WHAT YOU WILL DO - Pictures in the records should not be copied, but every other part must be repeated exactly.

Pointing records
-------------------------
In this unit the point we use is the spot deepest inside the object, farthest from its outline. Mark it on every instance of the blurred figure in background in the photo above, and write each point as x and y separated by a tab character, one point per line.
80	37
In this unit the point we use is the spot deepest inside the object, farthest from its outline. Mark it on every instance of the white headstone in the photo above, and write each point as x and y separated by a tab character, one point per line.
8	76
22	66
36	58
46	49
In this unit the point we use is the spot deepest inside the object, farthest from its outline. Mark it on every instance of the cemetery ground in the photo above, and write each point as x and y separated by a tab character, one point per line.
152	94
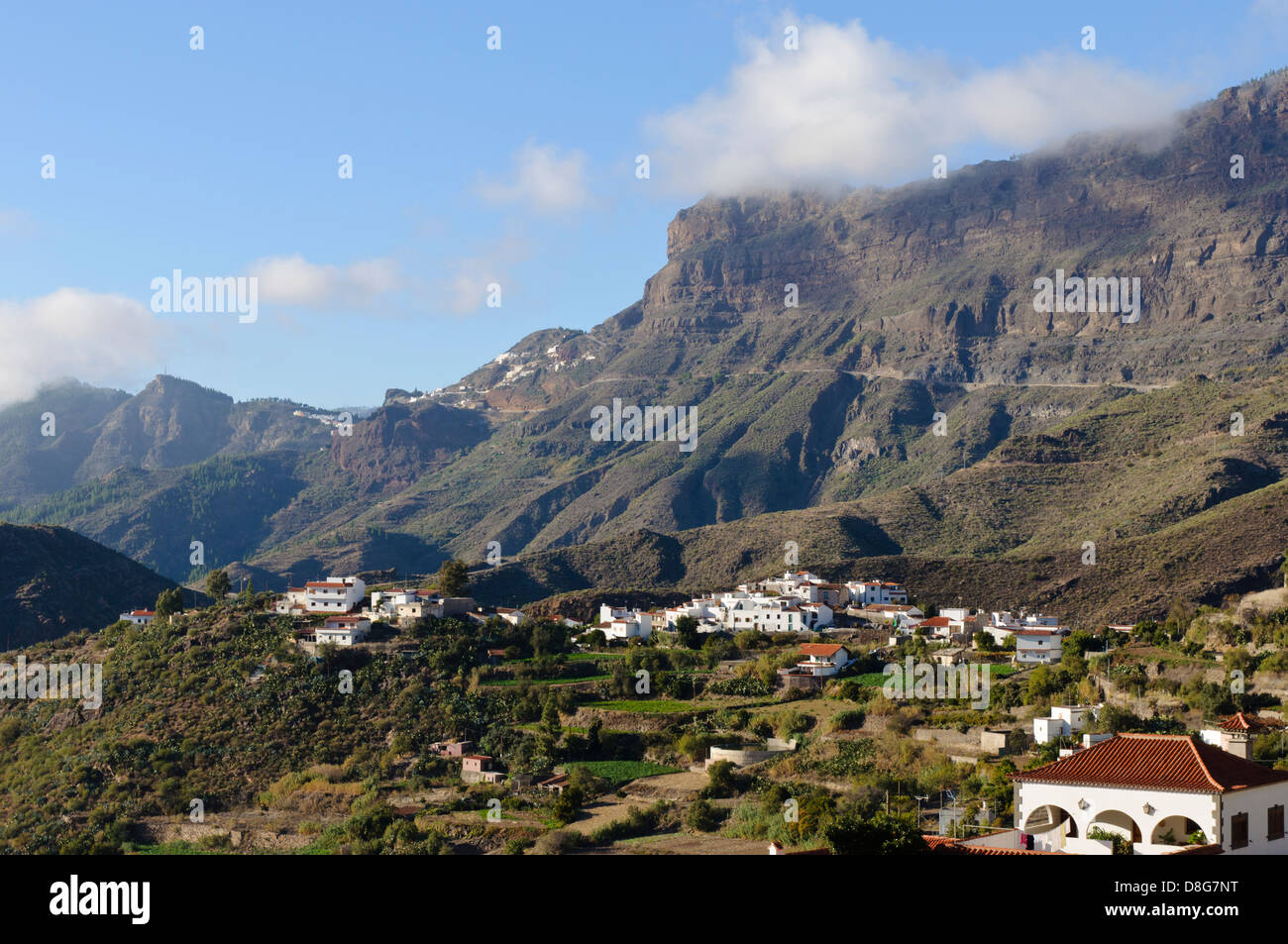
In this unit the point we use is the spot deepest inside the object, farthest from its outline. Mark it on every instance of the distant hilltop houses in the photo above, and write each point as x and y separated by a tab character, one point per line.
795	601
348	610
803	601
321	417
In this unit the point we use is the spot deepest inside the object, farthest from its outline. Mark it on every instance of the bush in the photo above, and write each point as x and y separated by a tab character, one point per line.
703	816
746	686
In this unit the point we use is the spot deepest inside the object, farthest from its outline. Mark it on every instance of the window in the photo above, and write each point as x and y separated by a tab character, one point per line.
1275	816
1239	831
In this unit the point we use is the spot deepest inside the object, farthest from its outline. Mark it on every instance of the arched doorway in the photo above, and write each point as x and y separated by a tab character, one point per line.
1117	822
1051	826
1173	831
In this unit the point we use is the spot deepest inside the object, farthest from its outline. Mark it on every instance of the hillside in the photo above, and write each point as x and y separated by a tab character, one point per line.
917	301
53	581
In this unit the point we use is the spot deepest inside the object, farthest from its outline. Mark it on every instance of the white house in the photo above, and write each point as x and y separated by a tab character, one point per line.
384	603
334	594
1038	647
1064	721
343	630
1004	623
823	659
623	623
1154	789
294	601
960	620
515	617
868	591
1234	733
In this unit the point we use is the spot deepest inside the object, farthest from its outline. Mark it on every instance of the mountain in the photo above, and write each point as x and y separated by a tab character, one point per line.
913	406
171	423
53	581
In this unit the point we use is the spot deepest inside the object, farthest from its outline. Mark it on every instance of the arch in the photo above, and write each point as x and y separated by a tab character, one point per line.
1179	827
1050	816
1117	822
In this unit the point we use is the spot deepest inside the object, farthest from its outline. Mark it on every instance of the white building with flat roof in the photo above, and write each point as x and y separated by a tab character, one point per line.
334	594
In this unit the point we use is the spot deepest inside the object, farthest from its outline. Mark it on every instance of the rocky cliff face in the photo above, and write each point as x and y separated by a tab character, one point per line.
912	303
935	278
398	443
-------------------------
SOLVED PROBLEM -
In this unit the point we use is the spot deepest inside the object, farthest from its outline. Mark it on every instance of the blurred figure in background in the photo above, and write each point as x and y separated by a tab character, one point per line.
80	37
In this unit the point we use is the spot deepest inside the object, farthest from its outline. Mark it on every instance of the white headstone in the photo above, and write each point as x and y separated by a tab character, one point per line.
8	76
22	66
36	58
46	49
In this unit the point we use is the spot deepest inside the object, farthest from its outline. Mark it on every instance of the cemetery ground in the photo above, and write each point as x and y separated by a tab character, one point per line.
152	94
In this unit the point we use is the spot deepest inside the object, farthest from its outline. Mark it on every instance of the distant hilltop houses in the photo above, and write each point as x and y separated by a tab character, one point per line.
795	601
348	610
803	601
321	417
In this unit the point we use is the spot deepest inside the object, farthest from its outline. Mark it on every instance of the bush in the photo above, and write each point as x and y separated by a tab character, one point per line.
703	816
746	686
In this unit the point we use is the spot deepest inside the object, farthest from its outline. Mark it on every instance of the window in the photo above, and write each point as x and y separated by a tab character, one point per line.
1275	816
1239	831
In this unit the point we use is the spot deepest inside the object, farthest from its outline. Mark it on every instance of the arched doorway in the photo above, and write each point as x and y separated by a tab character, one point per line.
1117	822
1051	826
1173	831
In this unit the point we use is the spot deepest inside the object, farthest from its outline. Mark it on every instance of the hillside in the photo above, and write each point as x and y separated by a tab character, one point per line.
917	301
53	581
In this unit the point we use is the spot deepest inside the object, farthest from its outline. Mark it on every instance of the white house in the photo above, and write each point as x and y separated by a tab character, one point per line.
384	603
334	594
1038	647
1064	721
343	630
1004	623
823	659
623	623
1154	789
294	601
960	620
515	617
868	591
1234	733
In this unit the point we use is the spot deepest inside the object, farthest from its outline. Mark it on every instance of the mountain in the photo above, and write each point as x and y separated by a tab character, one point per line.
913	406
171	423
53	581
In this unit the point we use is the spot deepest inside the object, farthest from its outline. Mark it on every instance of the arch in the photo above, and write each point as x and y separated by a tab character, one point per line.
1179	827
1050	816
1117	822
In this unit the point we use is the spot deepest inside the object, farthest from its outline. Mark it on every instance of the white building with flat roof in the photo above, and write each point as x and y separated by a tab character, one point per line.
334	594
In this unit the point we use is the spot deepest inside the object, farthest from its outline. Mark it on every instance of the rocky cliff face in the photo above, and write each point as x and y separated by a tab character, one point per line.
912	303
935	278
398	443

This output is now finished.